- _WHAT NEEDS TO BE DONE_
Leave out the pictures and retype exactly the lines from the one with "of the black" through the end of the records.

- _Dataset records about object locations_
◆ ◆ ◆ ◆ ◆

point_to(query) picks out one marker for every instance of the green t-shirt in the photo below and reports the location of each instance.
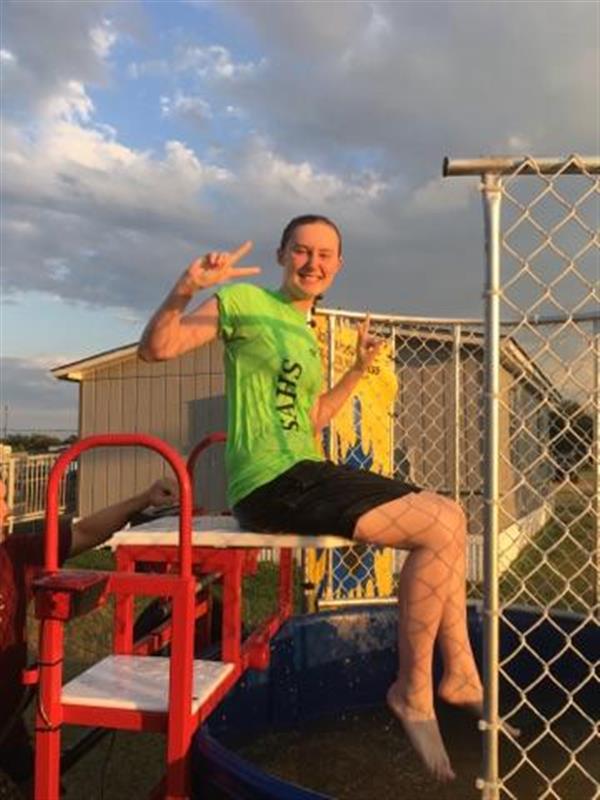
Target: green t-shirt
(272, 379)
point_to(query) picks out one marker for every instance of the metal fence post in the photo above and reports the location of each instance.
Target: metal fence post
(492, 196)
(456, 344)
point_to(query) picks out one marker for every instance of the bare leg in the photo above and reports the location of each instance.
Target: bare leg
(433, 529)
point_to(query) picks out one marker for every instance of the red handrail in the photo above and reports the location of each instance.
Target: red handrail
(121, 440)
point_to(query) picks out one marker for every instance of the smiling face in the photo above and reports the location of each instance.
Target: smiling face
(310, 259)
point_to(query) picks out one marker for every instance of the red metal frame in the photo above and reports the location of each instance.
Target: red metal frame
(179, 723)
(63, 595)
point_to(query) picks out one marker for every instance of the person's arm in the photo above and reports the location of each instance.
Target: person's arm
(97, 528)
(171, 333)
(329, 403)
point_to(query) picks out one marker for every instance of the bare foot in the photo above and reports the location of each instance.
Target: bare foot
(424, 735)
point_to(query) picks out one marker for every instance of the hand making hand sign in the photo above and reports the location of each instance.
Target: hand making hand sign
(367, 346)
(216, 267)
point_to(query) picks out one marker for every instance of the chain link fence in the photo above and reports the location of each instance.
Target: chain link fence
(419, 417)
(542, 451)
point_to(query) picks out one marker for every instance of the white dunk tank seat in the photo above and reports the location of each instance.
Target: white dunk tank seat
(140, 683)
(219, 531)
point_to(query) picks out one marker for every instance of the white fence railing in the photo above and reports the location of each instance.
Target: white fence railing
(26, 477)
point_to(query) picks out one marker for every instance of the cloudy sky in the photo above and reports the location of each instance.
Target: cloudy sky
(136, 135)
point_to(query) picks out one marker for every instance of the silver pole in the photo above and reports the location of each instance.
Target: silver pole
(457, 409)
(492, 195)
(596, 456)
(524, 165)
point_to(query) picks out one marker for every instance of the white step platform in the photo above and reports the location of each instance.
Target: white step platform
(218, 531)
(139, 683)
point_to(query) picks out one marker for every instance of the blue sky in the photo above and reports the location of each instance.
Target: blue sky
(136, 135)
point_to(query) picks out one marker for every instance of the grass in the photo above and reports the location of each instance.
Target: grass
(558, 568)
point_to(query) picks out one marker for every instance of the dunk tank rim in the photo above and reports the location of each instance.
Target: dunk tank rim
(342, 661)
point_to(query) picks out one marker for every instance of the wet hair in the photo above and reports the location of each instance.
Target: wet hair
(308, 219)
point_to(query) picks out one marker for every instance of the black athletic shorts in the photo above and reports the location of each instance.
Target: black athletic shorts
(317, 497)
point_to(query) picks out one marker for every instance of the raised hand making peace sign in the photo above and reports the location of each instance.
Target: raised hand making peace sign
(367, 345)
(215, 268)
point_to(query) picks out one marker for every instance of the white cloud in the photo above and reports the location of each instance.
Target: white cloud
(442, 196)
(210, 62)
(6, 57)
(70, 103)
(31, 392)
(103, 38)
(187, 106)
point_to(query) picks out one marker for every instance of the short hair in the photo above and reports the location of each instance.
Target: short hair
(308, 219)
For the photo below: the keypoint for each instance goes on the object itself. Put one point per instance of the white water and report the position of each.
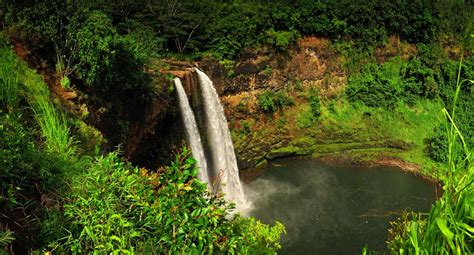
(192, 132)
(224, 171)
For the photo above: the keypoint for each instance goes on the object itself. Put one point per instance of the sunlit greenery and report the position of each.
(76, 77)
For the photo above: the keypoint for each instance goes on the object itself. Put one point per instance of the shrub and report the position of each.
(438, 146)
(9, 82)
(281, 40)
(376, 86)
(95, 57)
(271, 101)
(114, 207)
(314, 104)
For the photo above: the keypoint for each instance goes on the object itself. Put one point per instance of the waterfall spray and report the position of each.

◆ ◆ ◆ ◆ ◆

- _TASK ANSWER_
point_to(query) picks out one marker for every instance of the black athletic shorts in the photo above and reports the location of each instance.
Target: black athletic shorts
(317, 497)
point_to(query) picks out one marker for every instance of the raised hand making peace sign in the photo above and reports the location of each instance.
Target: raised hand making peace sign
(367, 345)
(215, 268)
point_to(query) picks out one marker for every instance of the white cloud in the photo above and reports the location of each instance.
Target: white cloud
(442, 196)
(210, 62)
(6, 57)
(70, 103)
(31, 392)
(103, 38)
(187, 106)
point_to(query) picks out one marker for every instance of the short hair in the photo above and reports the location of each instance.
Target: short hair
(308, 219)
For the photo below: the keypoint for each instance goes on the object itself. Put one point per instance of the white water and report the position of each.
(192, 132)
(224, 171)
For the photo above: the keypoint for each instance goes on the object itself. Put one point per instance of the sunlit greenery and report the position of each.
(76, 77)
For the photo above: the keypoint for each instance goes on the object itself. Put one point per instance of the shrub and report the position of each.
(438, 146)
(9, 82)
(281, 40)
(376, 86)
(95, 57)
(271, 101)
(114, 207)
(314, 104)
For the photo above: the keypoint for each instance goes on the object itself. Put one point per instance of the waterfall spray and report the position of each.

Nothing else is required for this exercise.